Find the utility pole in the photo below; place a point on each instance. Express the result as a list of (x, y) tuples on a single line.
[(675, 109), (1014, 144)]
______________________________
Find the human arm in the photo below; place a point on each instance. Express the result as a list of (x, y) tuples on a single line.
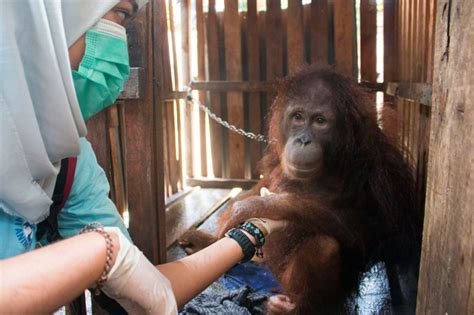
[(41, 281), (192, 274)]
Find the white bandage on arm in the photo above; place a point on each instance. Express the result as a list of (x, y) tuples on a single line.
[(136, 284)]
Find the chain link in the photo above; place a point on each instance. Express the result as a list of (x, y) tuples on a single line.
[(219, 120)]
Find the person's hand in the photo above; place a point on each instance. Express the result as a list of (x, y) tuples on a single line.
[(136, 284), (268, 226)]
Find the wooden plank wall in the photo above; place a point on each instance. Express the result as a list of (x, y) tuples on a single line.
______________________________
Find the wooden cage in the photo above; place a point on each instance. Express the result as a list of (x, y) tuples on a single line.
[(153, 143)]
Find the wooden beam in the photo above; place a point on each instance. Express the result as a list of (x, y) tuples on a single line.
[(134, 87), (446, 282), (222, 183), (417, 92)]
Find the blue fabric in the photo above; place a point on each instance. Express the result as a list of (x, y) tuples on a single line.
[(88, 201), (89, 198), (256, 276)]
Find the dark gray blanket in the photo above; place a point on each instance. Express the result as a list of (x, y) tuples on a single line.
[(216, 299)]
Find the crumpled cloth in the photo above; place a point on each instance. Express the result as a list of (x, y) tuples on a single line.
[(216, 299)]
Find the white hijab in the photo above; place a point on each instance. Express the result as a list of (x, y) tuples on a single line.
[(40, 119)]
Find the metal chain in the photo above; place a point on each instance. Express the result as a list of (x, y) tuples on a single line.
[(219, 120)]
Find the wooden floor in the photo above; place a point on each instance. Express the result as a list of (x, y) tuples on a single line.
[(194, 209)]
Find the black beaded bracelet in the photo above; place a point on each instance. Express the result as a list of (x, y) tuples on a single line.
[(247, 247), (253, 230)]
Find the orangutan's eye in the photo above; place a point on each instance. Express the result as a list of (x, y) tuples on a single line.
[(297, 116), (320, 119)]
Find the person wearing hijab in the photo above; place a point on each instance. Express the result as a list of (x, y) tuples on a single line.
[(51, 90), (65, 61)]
______________________________
> [Directive] Copy the records from the line with "Find the wooden cage" through the line with "[(88, 201), (89, 198), (256, 276)]", putting "blue cloth" in place of "blue fabric" and leaving everything else unchanged.

> [Correct response]
Find the wooden cage in the photo above; place a point on each instance. Express the result as a list of (x, y) tuples on a single line.
[(153, 143)]
Find the wooden beam in the photo above; place a point on each instance. Express the result as a list of (x, y) tuples on a single line.
[(134, 87), (446, 282), (222, 183), (417, 92)]
Find the blue cloth in the photo above; place a point on each instance. Express the result as a list of (x, y) tuples on a single line.
[(88, 201), (89, 198), (256, 276)]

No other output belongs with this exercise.